*TASK INSTRUCTIONS:* Your task is to filter the data below down to the lines holding "roof".

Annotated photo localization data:
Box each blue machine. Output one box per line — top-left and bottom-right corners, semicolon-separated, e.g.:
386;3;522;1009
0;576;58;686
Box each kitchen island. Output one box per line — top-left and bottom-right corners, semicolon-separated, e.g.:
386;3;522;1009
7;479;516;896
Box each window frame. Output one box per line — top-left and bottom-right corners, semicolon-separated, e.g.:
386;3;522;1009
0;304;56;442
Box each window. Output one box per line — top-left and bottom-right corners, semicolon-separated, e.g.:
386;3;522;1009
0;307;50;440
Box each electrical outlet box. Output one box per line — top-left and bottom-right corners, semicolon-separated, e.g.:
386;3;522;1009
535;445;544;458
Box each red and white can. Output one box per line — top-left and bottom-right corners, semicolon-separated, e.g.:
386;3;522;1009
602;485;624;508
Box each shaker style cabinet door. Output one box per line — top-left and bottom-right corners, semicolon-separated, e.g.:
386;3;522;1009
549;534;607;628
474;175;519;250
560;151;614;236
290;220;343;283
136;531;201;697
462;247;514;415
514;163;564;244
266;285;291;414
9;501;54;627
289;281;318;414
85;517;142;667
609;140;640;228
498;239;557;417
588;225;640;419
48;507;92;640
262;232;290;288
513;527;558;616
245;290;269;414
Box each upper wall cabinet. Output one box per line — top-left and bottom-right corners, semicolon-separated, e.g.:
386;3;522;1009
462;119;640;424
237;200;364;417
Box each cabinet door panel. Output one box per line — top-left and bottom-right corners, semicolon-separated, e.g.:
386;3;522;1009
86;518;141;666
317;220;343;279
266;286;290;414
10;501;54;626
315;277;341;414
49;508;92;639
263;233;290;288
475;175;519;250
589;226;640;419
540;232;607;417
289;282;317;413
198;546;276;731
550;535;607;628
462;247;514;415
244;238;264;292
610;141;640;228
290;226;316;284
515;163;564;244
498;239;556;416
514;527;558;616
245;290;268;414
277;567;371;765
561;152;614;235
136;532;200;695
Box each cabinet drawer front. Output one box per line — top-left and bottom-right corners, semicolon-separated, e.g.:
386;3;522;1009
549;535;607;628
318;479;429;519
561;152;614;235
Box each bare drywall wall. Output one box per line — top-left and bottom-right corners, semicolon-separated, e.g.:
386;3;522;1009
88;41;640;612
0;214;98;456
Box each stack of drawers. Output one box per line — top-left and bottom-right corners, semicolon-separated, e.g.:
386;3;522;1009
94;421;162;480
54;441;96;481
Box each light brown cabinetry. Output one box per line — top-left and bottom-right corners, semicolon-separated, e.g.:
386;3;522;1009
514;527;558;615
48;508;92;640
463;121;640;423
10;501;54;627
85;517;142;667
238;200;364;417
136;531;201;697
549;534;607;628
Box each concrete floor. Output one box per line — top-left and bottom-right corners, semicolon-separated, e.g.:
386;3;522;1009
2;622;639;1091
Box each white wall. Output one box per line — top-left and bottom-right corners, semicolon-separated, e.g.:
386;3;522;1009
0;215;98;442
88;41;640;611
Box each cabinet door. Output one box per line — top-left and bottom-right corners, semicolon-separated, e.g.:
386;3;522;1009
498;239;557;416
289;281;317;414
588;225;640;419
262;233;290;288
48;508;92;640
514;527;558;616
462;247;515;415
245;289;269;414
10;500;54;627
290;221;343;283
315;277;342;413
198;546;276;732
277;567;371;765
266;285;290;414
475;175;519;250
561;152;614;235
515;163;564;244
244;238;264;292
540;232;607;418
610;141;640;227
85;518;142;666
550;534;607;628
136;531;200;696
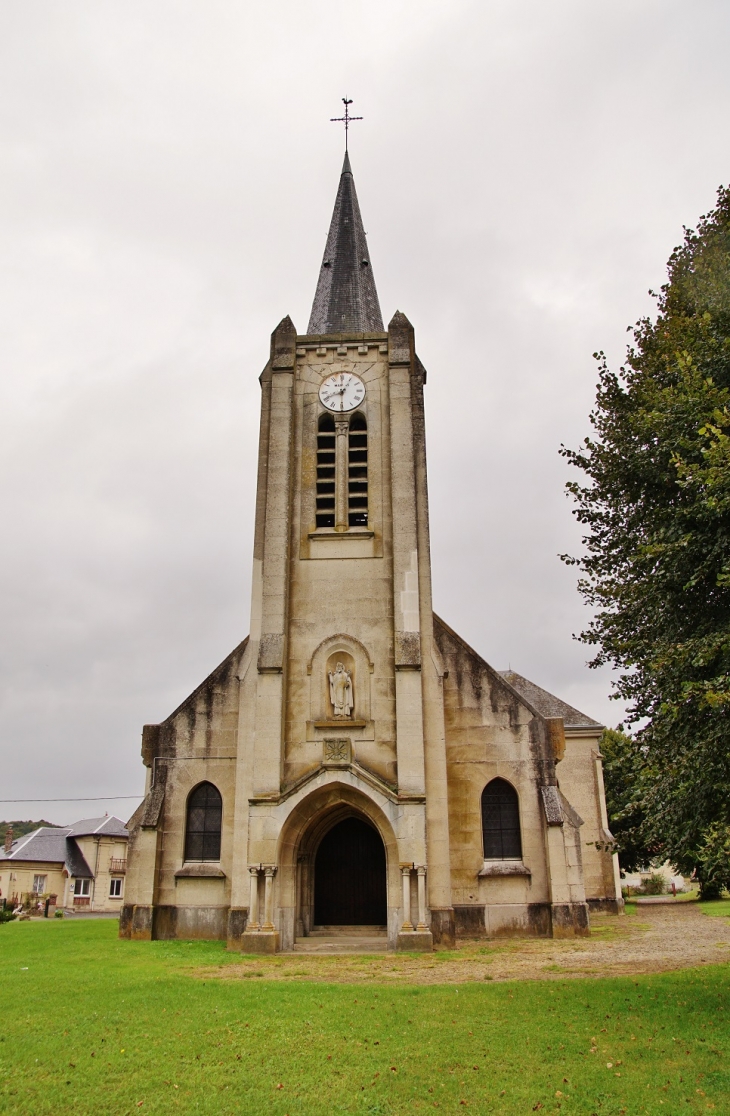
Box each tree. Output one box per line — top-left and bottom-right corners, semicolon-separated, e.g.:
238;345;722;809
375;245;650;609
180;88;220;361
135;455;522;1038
0;820;61;840
598;728;654;874
563;186;730;895
696;823;730;900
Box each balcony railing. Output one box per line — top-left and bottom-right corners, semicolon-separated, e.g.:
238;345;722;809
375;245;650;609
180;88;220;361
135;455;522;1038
109;859;127;874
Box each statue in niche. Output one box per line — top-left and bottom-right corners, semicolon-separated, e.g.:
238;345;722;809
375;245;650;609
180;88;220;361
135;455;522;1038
328;662;353;718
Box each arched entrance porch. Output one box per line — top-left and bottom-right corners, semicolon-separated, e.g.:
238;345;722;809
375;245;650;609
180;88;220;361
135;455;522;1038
275;783;400;949
296;803;388;938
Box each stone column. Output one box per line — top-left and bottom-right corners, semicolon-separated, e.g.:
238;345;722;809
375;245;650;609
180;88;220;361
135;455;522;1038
295;855;304;939
262;866;277;931
396;862;433;952
240;866;279;954
416;865;427;931
400;865;413;931
247;866;260;931
334;416;349;531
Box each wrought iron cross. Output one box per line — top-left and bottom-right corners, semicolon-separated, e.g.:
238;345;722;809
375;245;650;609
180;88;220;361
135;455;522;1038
330;97;362;152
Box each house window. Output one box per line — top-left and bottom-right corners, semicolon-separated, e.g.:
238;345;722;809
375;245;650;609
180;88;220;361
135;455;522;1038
481;778;522;860
109;878;123;898
185;782;222;862
315;412;336;528
73;878;91;897
348;411;368;527
32;874;47;894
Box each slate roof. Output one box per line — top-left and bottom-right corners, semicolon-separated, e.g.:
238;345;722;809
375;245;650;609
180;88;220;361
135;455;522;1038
1;827;69;864
66;816;129;838
307;153;384;335
498;671;602;730
0;816;128;878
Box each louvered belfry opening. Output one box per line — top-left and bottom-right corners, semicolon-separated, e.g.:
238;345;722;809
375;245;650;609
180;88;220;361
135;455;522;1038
348;411;368;527
184;782;222;862
481;778;522;859
316;412;336;528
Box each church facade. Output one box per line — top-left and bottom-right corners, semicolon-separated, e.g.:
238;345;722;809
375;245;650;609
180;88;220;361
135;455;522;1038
121;154;622;952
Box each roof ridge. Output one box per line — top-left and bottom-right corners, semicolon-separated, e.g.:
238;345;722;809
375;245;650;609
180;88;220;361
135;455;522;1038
7;831;38;857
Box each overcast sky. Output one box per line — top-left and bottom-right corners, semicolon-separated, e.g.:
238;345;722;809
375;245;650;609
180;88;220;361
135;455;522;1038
1;1;729;825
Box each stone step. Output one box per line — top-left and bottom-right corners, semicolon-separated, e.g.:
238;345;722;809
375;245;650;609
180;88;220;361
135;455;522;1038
290;935;389;953
309;925;386;937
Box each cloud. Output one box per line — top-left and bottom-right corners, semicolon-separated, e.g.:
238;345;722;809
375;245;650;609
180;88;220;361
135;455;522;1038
1;0;728;820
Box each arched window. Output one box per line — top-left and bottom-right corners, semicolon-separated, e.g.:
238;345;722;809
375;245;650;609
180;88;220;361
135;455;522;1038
348;411;368;527
481;778;522;860
184;782;222;861
316;412;336;528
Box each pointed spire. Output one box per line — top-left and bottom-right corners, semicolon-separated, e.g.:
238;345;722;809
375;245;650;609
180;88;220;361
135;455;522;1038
307;154;384;335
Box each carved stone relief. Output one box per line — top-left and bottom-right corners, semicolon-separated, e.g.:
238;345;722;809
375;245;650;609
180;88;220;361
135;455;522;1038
322;738;351;766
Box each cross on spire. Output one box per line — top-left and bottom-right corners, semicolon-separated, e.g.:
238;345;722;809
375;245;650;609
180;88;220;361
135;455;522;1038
330;97;362;152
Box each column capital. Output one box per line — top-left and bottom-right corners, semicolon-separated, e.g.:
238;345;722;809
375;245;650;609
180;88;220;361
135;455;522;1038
263;865;278;878
416;864;427;877
399;863;414;875
248;865;261;877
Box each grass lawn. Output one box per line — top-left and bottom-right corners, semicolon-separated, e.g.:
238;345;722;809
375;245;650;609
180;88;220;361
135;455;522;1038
1;920;729;1115
698;900;730;919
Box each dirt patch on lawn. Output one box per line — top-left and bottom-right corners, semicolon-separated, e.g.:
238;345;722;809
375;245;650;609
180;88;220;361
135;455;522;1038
197;904;730;985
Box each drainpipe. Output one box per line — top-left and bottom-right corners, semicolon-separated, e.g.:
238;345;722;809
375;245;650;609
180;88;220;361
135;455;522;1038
92;837;101;911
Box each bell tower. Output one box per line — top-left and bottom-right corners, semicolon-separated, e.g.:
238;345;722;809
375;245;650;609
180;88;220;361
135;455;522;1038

*ANSWER TO THE EXERCISE:*
Box each slate roof. Output one box per line — top-left and bottom-right corners, semicolon-separated, e.g.:
Box each roof ridge. Output one box per line — top-left and bottom-right corners, semicolon-separated, e.g.:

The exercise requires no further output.